== Selected excerpt ==
That’s the problem, the documentation says that this chip, the MC6804J2 has four modes of operation, and none of the documentation for any of them indicates that it can be used to read out the internal program or data memory. Based on some previous reverse engineering efforts on similar Motorola parts we started by looking at Non-User Mode, but that ended up being a dead-end (for now). For starters the documentation says that ports A, B, and C are used to interface to external instructions, but on the J2 chip we use there’s only port B and half of port A available at all! In addition the non-user mode interface is described in no documents I can find for this chip, but we may be able to eventually infer what the interface is based on other similar Motorola chips with more surviving documentation.

Based on the schematics for these test circuits I built something similar. What I made used the reset circuit and PA6/PA7 drive circuit from the functional test (which is self-check from above), but changed the crystal to an oscillator and made a whole bunch of pin configuration jumper settable. Before we move on to my design, take a look at the circuit for the ROM verify mode. This chip has a hardware CRC circuit inside and the ROMs, when properly authored, will be able to pass a CRC check using this circuit. That means that at very least the ROM data is coming out on one or more of those pins, XORed or otherwise garbled, and that at least one pin is clocking all those bits into this circuit which can verify that the CRC passes or fails.
===
**Stated task 1**: In the MC6804J2 excerpt, which ports are available on the J2 chip that the writer uses?
**Stated task 2**: Extend the write-up on reading out the MC6804J2 chip, picking up after its final sentence.
The records come from a separate, unrelated source.
== Extracted records ==
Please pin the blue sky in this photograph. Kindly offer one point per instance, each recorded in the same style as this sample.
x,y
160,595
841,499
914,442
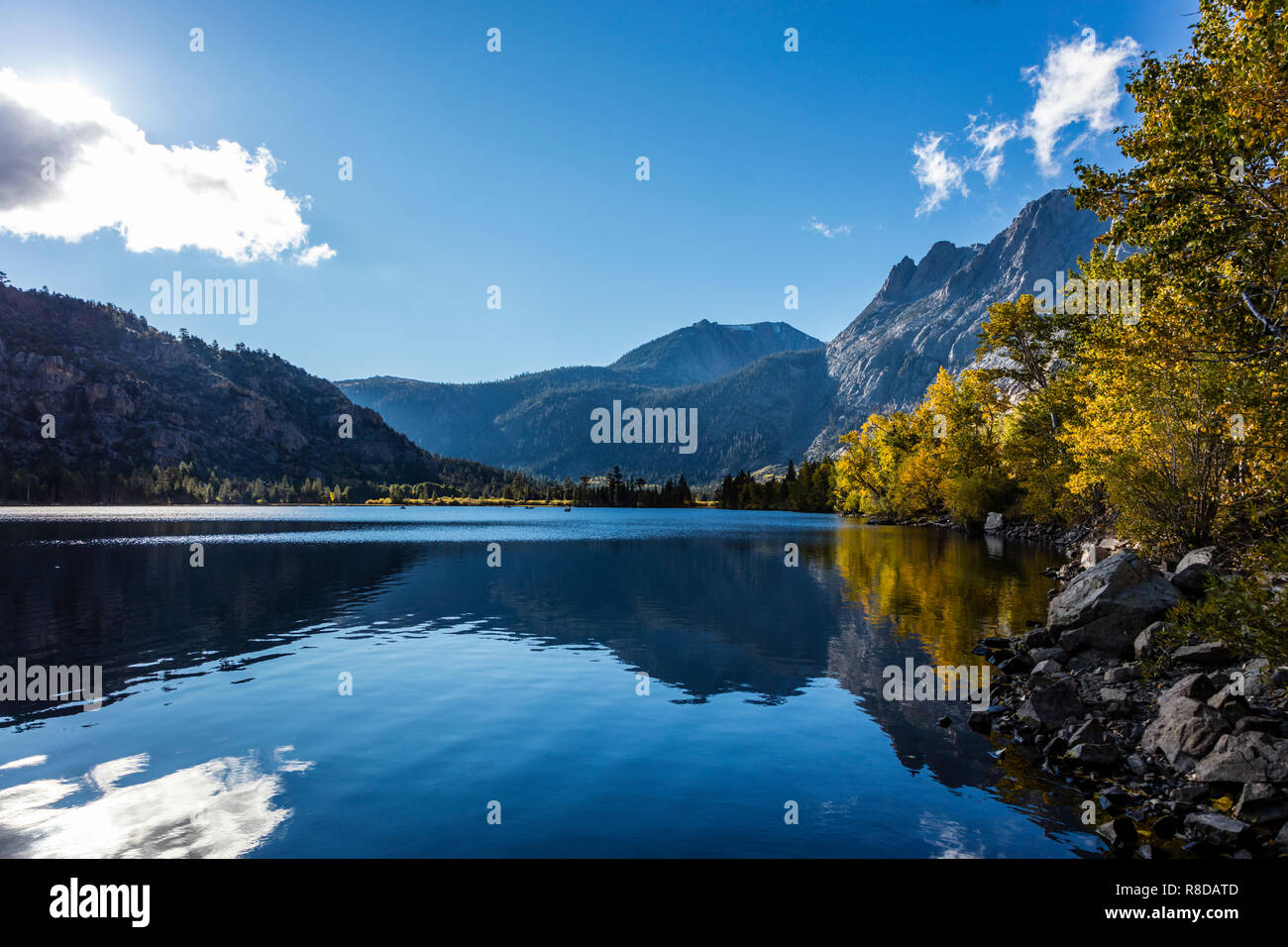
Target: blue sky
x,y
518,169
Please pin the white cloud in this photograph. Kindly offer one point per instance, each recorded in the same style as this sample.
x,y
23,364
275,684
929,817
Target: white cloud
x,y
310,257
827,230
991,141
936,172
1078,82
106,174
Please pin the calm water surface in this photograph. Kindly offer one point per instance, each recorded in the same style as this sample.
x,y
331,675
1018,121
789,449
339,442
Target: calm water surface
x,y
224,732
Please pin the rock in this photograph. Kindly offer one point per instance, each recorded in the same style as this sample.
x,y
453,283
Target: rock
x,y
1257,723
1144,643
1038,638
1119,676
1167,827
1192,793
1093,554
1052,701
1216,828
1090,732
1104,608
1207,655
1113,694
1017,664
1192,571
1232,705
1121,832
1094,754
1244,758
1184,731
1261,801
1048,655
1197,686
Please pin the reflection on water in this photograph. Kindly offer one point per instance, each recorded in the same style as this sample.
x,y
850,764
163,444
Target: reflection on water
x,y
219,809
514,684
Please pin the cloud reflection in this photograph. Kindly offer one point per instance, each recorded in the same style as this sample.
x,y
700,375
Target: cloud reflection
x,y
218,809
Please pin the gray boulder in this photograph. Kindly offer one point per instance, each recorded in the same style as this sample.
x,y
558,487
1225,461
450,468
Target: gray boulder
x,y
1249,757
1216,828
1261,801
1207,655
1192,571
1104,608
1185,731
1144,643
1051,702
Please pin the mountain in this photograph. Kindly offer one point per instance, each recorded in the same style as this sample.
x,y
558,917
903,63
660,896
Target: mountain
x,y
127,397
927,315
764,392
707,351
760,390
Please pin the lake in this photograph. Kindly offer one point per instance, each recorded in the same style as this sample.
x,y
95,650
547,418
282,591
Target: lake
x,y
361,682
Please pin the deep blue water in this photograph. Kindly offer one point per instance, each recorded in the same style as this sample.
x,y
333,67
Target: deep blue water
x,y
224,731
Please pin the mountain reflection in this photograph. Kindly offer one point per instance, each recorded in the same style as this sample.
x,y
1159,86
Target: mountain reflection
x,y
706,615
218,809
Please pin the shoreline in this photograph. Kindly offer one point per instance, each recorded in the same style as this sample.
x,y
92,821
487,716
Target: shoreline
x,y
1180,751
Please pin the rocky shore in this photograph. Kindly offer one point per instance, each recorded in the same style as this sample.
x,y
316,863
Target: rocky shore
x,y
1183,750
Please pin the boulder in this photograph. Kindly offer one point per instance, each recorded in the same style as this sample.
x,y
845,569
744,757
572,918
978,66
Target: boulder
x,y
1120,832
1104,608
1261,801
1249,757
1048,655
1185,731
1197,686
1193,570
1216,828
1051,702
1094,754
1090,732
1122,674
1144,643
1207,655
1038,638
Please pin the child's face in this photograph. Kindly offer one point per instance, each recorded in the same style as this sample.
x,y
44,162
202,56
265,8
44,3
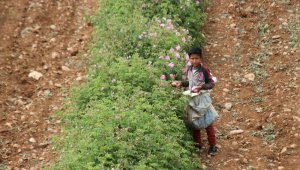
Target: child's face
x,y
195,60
===
**Written response 1**: Only port B and half of port A are available on it.

**Written response 2**:
As you can see I have adopted my usual use of massive piles of 0.1″ header and jumpers to configure things. Here I have pin headers that can be connected to a logic analyzer (port B only) as well as jumpers to enable pull ups on any available port pin. For the non-port pins: /IRQ is floating, as is EXTAL, XTAL goes to the output of my 1.000MHZ oscillator can, MDS and TIMER are both pulled up with 1K resistors. The reset circuit pins are pulled up with 4.7K resistors as are all of port B. Port A pins 6 and 7 are pulled up with 10K resistors, and pins 4 and 5 are pulled up with 1K resistors. Now for the taking of the data.

For this we used sigrok (the pulseview GUI). I had previously built a clone logic analyzer, but really the only important part about it is that it’s compatible with this open source software stack that’s pretty easy to use. For this dump we connected to pins PB0 (D7), PB2 (D6), PB3 (D4), PB5 (D2), PB6 (D1), and PB7 (D0). The other pins didn’t seem to do anything interesting and I was having an issue with some channels of the logic analyzer (soon to be overhauled). You can see that PB7 is the master bit clock, and that makes sense because in the rom verify crc circuit it is clocking the latches. PB6 is not used in that circuit but seems to be a pulse happening once every 12 clock cycles, our frame clock. PB5 seems to be the address of memory being represented in those 12 bits of data (each address is sent twice before moving on). PB3 and PB2 look random, probably the CRC values. PB0 looks like our serial program data! Here is the explanation for the above captured data:

one frame clock every 12 bits
one cycle of data every 24 bits
we get the address twice
we get 0xff for the first data byte (not real)
we get the real data for the second data byte
also, the data is delayed by 24 bits (1 address cycle)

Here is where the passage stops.